WHAT THE TASK ASKS
Would it be possible to reproduce every entry exactly, please?

-- -- --

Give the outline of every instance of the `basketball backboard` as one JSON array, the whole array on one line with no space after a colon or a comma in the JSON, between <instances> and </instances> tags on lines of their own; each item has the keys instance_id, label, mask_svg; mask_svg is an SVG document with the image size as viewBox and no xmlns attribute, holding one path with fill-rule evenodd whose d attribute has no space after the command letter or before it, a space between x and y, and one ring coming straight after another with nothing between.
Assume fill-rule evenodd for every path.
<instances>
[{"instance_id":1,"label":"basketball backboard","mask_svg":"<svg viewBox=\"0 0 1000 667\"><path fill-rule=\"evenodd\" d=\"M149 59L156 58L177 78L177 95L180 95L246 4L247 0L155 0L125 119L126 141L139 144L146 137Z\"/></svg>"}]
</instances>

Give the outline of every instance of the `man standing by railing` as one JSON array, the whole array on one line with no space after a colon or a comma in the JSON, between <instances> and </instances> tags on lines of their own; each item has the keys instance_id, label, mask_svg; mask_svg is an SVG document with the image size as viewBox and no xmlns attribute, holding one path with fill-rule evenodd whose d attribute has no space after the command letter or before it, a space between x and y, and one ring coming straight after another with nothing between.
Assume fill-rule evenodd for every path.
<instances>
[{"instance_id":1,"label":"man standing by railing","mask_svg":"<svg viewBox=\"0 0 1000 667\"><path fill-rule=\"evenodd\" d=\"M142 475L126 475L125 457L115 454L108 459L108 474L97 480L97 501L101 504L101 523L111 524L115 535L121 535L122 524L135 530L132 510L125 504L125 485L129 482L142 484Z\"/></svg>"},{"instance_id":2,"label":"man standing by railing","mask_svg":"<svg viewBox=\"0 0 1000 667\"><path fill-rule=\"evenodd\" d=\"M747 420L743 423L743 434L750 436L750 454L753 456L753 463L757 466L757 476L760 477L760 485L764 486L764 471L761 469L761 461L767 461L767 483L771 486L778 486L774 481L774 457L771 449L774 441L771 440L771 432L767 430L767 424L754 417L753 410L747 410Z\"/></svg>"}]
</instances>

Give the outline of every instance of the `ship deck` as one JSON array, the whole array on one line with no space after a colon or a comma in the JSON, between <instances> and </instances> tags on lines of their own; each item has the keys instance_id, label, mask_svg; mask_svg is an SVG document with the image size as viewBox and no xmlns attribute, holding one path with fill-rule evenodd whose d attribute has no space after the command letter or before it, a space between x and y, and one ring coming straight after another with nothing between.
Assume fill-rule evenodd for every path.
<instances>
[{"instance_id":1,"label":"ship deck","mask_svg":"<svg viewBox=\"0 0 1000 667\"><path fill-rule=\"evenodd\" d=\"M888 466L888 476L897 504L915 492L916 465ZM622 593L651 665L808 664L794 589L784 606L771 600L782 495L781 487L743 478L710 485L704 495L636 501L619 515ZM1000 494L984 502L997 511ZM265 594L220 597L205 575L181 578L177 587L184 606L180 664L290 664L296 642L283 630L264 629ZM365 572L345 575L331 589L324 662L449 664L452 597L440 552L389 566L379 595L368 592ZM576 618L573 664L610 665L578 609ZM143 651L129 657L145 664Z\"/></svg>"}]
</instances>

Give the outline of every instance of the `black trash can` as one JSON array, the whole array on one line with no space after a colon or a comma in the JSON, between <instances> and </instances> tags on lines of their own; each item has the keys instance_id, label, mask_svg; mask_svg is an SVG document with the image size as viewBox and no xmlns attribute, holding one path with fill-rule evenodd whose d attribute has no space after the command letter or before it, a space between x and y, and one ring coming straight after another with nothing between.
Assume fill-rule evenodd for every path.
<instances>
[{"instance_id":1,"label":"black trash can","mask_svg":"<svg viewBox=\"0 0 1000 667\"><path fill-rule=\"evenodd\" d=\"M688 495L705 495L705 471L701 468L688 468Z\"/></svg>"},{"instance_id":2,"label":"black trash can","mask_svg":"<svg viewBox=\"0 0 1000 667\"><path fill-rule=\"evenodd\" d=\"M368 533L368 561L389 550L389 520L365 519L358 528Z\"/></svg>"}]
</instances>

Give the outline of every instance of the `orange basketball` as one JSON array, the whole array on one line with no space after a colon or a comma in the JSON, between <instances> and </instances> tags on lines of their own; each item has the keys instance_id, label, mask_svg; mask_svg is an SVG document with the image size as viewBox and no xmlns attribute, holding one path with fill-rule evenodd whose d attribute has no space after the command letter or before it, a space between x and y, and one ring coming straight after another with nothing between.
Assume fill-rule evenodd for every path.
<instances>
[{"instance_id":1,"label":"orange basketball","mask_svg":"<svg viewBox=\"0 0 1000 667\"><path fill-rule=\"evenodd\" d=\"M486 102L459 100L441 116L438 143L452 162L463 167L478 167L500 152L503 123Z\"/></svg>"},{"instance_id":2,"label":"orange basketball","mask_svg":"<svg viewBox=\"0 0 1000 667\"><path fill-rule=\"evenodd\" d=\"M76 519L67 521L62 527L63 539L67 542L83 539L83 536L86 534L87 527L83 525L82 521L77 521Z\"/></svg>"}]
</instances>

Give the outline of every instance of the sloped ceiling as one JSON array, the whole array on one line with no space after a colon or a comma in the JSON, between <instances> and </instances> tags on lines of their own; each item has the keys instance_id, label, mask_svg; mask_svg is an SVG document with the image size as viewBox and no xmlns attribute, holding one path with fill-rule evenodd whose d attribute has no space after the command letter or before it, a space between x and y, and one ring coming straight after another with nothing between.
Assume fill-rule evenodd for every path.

-- -- --

REPLY TO THE TASK
Give the outline of every instance of the `basketball backboard` as one JSON array, the whole array on one line with no space after a colon or a comma in the JSON, between <instances> and </instances> tags on lines of their own; each item has the keys instance_id, label, mask_svg; mask_svg is an SVG document with the image size as viewBox and no xmlns attribute, holding one path with fill-rule evenodd whose d attribute has no space after the command letter or before it, a space between x and y, and one ring coming straight after another with nothing between.
Assume fill-rule evenodd for every path.
<instances>
[{"instance_id":1,"label":"basketball backboard","mask_svg":"<svg viewBox=\"0 0 1000 667\"><path fill-rule=\"evenodd\" d=\"M149 59L156 58L177 78L177 95L180 95L246 4L247 0L155 0L125 119L126 141L139 144L146 137Z\"/></svg>"}]
</instances>

Give the outline of every instance of the `man standing by railing` as one JSON array, the whole array on one line with no space after a colon or a comma in the JSON, between <instances> and </instances> tags on lines of their own; each item has the keys instance_id, label, mask_svg; mask_svg is an SVG document with the image size as viewBox and no xmlns attribute, holding one path with fill-rule evenodd whose d attribute has no space after the command letter or before it, a space between x and y, and one ring coming straight after another with nothing between.
Assume fill-rule evenodd for every path.
<instances>
[{"instance_id":1,"label":"man standing by railing","mask_svg":"<svg viewBox=\"0 0 1000 667\"><path fill-rule=\"evenodd\" d=\"M142 475L126 475L125 457L115 454L108 459L108 474L97 480L97 501L101 504L101 523L111 524L115 535L121 535L122 524L135 530L132 510L125 504L125 485L129 482L142 484Z\"/></svg>"},{"instance_id":2,"label":"man standing by railing","mask_svg":"<svg viewBox=\"0 0 1000 667\"><path fill-rule=\"evenodd\" d=\"M747 420L743 423L743 434L750 436L750 454L753 456L753 463L757 466L757 476L760 477L760 485L764 486L764 471L761 469L761 461L767 461L767 483L771 486L778 486L774 481L774 457L771 449L774 441L771 440L771 432L767 430L767 424L754 417L753 410L747 410Z\"/></svg>"}]
</instances>

Give the outline of every instance of the `ship deck` as one JSON array, the whole array on one line with no space after a colon or a comma in the JSON, between <instances> and </instances> tags on lines of their own; each item has the keys instance_id, label, mask_svg; mask_svg is an SVG document with the image size as viewBox and no xmlns attribute, holding one path with fill-rule evenodd whose d attribute has no space after the command letter or before it, a space between x and y, and one ring coming straight after another with nothing between.
Assume fill-rule evenodd for every path.
<instances>
[{"instance_id":1,"label":"ship deck","mask_svg":"<svg viewBox=\"0 0 1000 667\"><path fill-rule=\"evenodd\" d=\"M888 466L888 476L897 504L915 492L916 465ZM622 593L651 665L808 664L794 589L784 606L771 600L782 495L781 487L743 478L710 485L704 495L636 501L619 515ZM1000 494L984 502L997 511ZM265 594L220 597L205 575L181 578L177 587L184 606L180 664L290 664L296 642L283 630L264 629ZM365 572L345 575L331 589L324 662L449 664L452 597L440 552L389 566L379 595L368 592ZM576 618L573 664L610 665L578 609ZM143 651L129 657L145 664Z\"/></svg>"}]
</instances>

Give the outline of every instance of the `black trash can` as one JSON array, the whole array on one line with no space after a colon or a comma in the JSON, between <instances> and </instances> tags on lines of their own; each item has the keys instance_id, label, mask_svg; mask_svg is an SVG document with the image size as viewBox and no xmlns attribute, holding one path with fill-rule evenodd whose d attribute has no space after the command letter or before it, a space between x and y, and one ring coming straight after another with nothing between.
Assume fill-rule evenodd for every path.
<instances>
[{"instance_id":1,"label":"black trash can","mask_svg":"<svg viewBox=\"0 0 1000 667\"><path fill-rule=\"evenodd\" d=\"M688 495L705 495L705 471L701 468L688 468Z\"/></svg>"},{"instance_id":2,"label":"black trash can","mask_svg":"<svg viewBox=\"0 0 1000 667\"><path fill-rule=\"evenodd\" d=\"M368 533L368 561L389 550L389 520L365 519L358 528Z\"/></svg>"}]
</instances>

Give the outline of every instance of the `orange basketball` as one JSON array, the whole array on one line with no space after a colon or a comma in the JSON, between <instances> and </instances> tags on lines of their own; each item has the keys instance_id, label, mask_svg; mask_svg is an SVG document with the image size as viewBox and no xmlns attribute, holding one path with fill-rule evenodd whose d attribute has no space after the command letter or before it, a space between x and y, and one ring coming straight after another with nothing between.
Assume fill-rule evenodd for every path.
<instances>
[{"instance_id":1,"label":"orange basketball","mask_svg":"<svg viewBox=\"0 0 1000 667\"><path fill-rule=\"evenodd\" d=\"M486 102L459 100L441 116L438 143L452 162L463 167L478 167L500 152L503 123Z\"/></svg>"},{"instance_id":2,"label":"orange basketball","mask_svg":"<svg viewBox=\"0 0 1000 667\"><path fill-rule=\"evenodd\" d=\"M76 519L67 521L62 527L63 539L67 542L83 539L83 536L86 534L87 527L83 525L82 521L77 521Z\"/></svg>"}]
</instances>

Give the outline of every instance of the sloped ceiling as one JSON array, the whole array on one line with no space after a colon or a comma in the JSON, between <instances> and </instances> tags on lines of their own; each item has the keys instance_id, label, mask_svg; mask_svg is an SVG document with the image size as viewBox and no xmlns attribute, holding one path with fill-rule evenodd whose d attribute has no space after the command letter or before it, a space between x and y, and one ring coming straight after another with nothing between.
Assume fill-rule evenodd for every path.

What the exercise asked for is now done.